Required task 1
In the article about Adam Eaton and Todd Frazier, which team did the two play on together in 2016?
Required task 2
Reproduce the Eaton and Frazier article word for word, starting at "This is not" up to and including "began their spat.".

--- BEGIN Document excerpt ---

Adam Eaton calls Todd Frazier ‘childish’ after the ex-teammates get into it again

NEW YORK -- Normal is not something the Nationals do this season.

Monday’s pivot from the mundane -- an otherwise run-of-the-mill 5-3 baseball game -- came when Adam Eaton was jogging toward the visitors dugout in the bottom of the third inning when he stopped to respond to New York third baseman Todd Frazier, whom Eaton said was chirping at him all night.

This is not new. The two were teammates on the Chicago White Sox in 2016 and did not get along. Last year, Frazier and Eaton also had an exchange. The one Monday night at Citi Field prompted several members of the Nationals to hop over the dugout railing while Frazier and Eaton were being restrained near the first base bag. First base umpire Mike Estabrook cutoff Eaton who was walking toward Frazier after initially heading to the dugout following a 4-6-3 double play which ended the inning for the Nationals. When Frazier came toward the Mets dugout from his position at third base, the two began their spat.

--- END Document excerpt ---
--- BEGIN Given records ---

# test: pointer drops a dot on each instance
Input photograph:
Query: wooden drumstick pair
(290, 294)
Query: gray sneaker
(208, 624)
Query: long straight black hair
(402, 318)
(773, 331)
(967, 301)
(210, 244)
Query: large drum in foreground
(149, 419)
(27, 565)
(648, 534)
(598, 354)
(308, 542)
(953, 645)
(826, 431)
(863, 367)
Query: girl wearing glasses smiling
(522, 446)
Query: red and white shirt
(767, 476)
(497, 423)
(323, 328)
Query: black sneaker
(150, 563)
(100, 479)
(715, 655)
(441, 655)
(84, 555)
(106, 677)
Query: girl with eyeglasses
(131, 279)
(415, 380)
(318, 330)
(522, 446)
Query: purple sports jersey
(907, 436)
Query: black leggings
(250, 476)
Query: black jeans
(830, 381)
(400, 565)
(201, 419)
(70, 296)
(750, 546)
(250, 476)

--- END Given records ---
--- BEGIN Given records ---

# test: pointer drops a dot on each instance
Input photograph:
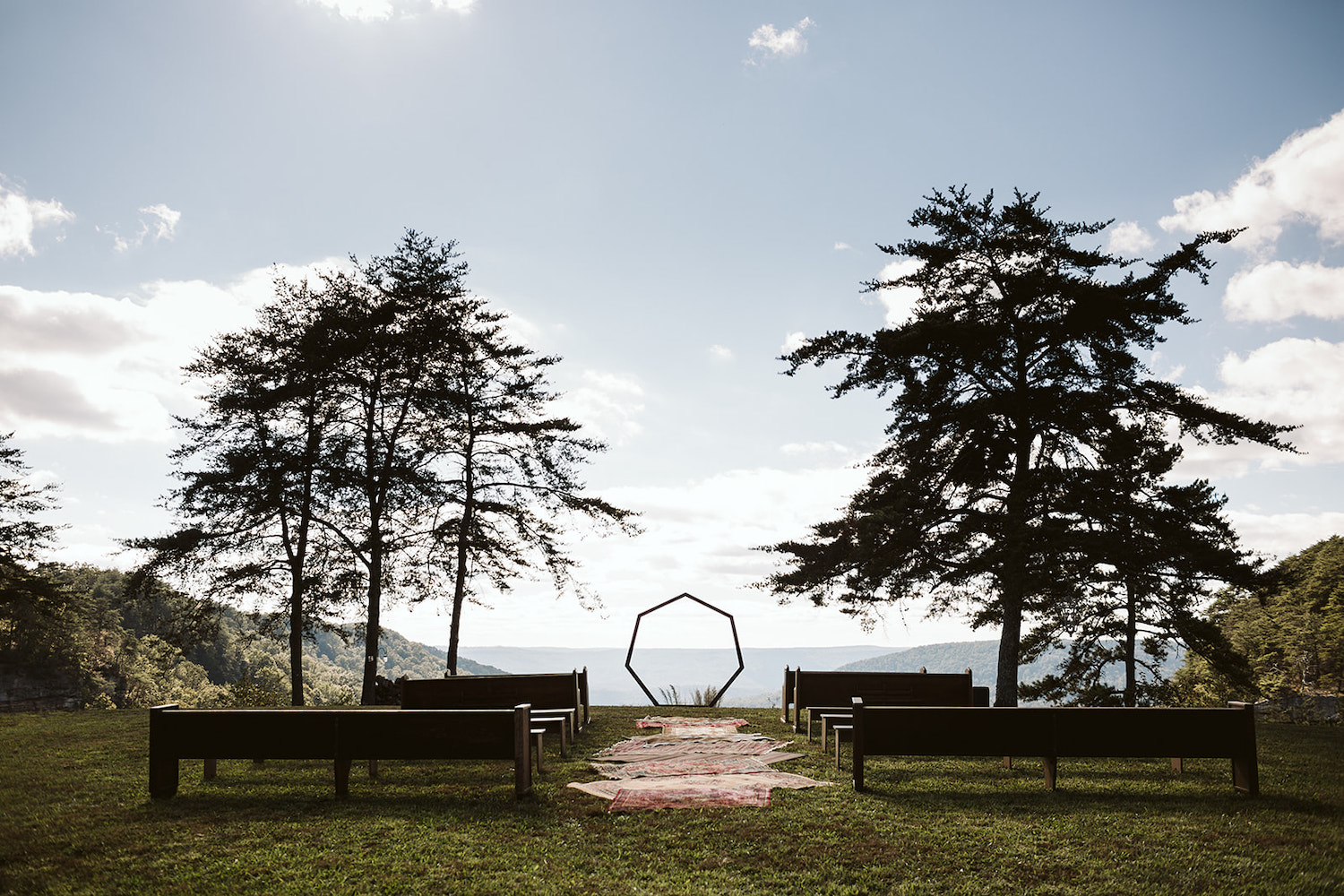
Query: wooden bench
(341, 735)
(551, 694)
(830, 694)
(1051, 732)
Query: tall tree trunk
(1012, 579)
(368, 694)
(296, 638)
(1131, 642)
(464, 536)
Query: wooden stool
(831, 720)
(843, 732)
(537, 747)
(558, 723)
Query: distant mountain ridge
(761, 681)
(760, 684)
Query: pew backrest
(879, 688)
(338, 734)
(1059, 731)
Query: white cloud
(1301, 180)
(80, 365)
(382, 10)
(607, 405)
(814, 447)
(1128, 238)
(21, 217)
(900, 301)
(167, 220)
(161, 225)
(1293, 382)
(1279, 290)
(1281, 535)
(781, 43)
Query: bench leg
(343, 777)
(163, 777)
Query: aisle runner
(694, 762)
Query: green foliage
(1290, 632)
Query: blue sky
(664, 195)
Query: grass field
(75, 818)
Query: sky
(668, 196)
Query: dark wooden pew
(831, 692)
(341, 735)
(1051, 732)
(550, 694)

--- END Given records ---

Full answer 1
The Chicago White Sox.

Full answer 2
This is not new. The two were teammates on the Chicago White Sox in 2016 and did not get along. Last year, Frazier and Eaton also had an exchange. The one Monday night at Citi Field prompted several members of the Nationals to hop over the dugout railing while Frazier and Eaton were being restrained near the first base bag. First base umpire Mike Estabrook cutoff Eaton who was walking toward Frazier after initially heading to the dugout following a 4-6-3 double play which ended the inning for the Nationals. When Frazier came toward the Mets dugout from his position at third base, the two began their spat.